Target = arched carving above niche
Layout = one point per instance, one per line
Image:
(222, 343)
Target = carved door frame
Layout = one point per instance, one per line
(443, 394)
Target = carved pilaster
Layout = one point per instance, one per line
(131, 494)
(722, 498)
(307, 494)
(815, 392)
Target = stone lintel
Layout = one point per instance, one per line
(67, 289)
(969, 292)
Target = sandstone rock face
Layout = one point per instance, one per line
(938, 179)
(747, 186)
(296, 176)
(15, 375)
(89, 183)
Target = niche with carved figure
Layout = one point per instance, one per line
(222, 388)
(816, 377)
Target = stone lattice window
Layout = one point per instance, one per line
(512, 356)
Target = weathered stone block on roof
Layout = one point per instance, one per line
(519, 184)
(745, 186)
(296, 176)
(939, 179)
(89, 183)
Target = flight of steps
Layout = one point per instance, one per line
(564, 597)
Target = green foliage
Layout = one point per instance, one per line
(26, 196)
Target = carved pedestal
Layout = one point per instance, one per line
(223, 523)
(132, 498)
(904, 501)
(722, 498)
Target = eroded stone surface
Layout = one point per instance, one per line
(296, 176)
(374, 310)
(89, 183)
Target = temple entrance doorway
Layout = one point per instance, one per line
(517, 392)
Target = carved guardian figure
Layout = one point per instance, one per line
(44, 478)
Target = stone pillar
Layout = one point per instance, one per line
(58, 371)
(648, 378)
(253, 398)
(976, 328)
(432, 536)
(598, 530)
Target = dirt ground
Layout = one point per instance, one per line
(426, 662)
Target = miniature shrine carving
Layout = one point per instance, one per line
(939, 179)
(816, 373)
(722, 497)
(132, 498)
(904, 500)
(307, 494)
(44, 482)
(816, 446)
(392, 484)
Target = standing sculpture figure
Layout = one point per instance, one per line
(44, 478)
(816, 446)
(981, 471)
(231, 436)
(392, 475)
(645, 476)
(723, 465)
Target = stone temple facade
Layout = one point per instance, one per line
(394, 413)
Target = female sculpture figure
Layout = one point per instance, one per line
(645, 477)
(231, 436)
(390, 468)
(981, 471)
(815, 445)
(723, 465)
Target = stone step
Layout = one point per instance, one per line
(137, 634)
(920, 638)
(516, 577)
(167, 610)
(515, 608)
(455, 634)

DIRECTIONS:
Format every line of the listing above as a JSON list of strings, one string per line, leaving out blank lines.

REPLY:
[
  "Target = arched carving above niche",
  "Layout = one point per instance, one per line",
  "Image:",
  "(222, 343)",
  "Target = carved door frame",
  "Layout = one point per instance, one per line",
  "(443, 394)",
  "Target = carved pilaster",
  "Layout = one point per instance, one per line",
  "(131, 494)",
  "(722, 498)",
  "(307, 494)",
  "(815, 392)",
  "Target = stone lintel",
  "Layout = one point per instance, one per line",
  "(67, 289)",
  "(969, 292)",
  "Target = sandstone rock face",
  "Layout = one point per instance, one per line",
  "(938, 179)",
  "(747, 186)",
  "(296, 176)",
  "(15, 375)",
  "(89, 183)",
  "Target = niche with carved figure",
  "Layout = one point per instance, one per line",
  "(222, 388)",
  "(816, 377)",
  "Target = stone lattice window",
  "Layout = one point per instance, one per line",
  "(512, 356)",
  "Target = weathered stone block on roof",
  "Layout = one point per instance, one per line",
  "(519, 184)",
  "(745, 186)",
  "(296, 176)",
  "(939, 179)",
  "(89, 183)",
  "Target = flight of steps",
  "Layout = one point per instance, one per line",
  "(564, 597)",
  "Target = green foliage",
  "Layout = one point per instance, one per line",
  "(26, 196)",
  "Target = carved pedestal",
  "Layout = one point per instance, one per line",
  "(223, 523)",
  "(132, 498)",
  "(904, 501)",
  "(722, 498)",
  "Target = eroded stone surface",
  "Layout = one point per instance, one per line",
  "(296, 176)",
  "(374, 310)",
  "(89, 183)",
  "Target = temple entrance doorway",
  "Layout = one point per instance, one per line",
  "(517, 392)",
  "Target = carved guardian figure",
  "Layout = one point per instance, one per line",
  "(44, 478)",
  "Target = stone pillar",
  "Layout = one point per instance, one per line",
  "(58, 371)",
  "(648, 378)",
  "(253, 398)",
  "(976, 328)",
  "(432, 536)",
  "(598, 530)",
  "Target = dirt ground",
  "Layout = one point per instance, one per line",
  "(426, 662)",
  "Target = miniature shrine carving",
  "Layout = one point per instance, one per line",
  "(939, 179)",
  "(816, 373)",
  "(722, 497)",
  "(132, 498)",
  "(904, 500)",
  "(307, 494)",
  "(44, 482)",
  "(816, 446)",
  "(392, 484)",
  "Target = standing sculpture figure",
  "Layout = one point per instance, one per line",
  "(44, 478)",
  "(816, 446)",
  "(981, 471)",
  "(231, 436)",
  "(392, 475)",
  "(645, 476)",
  "(723, 465)",
  "Target = stone temple facade",
  "Layout = one point per instance, one per line",
  "(394, 413)",
  "Target = female sculpture figure",
  "Layout = one point per instance, one per line",
  "(645, 477)",
  "(231, 436)",
  "(390, 468)",
  "(981, 471)",
  "(815, 445)",
  "(723, 465)",
  "Target = stone step",
  "Layout = one point per instance, one per line",
  "(137, 634)",
  "(920, 638)",
  "(516, 577)",
  "(167, 610)",
  "(515, 608)",
  "(455, 634)"
]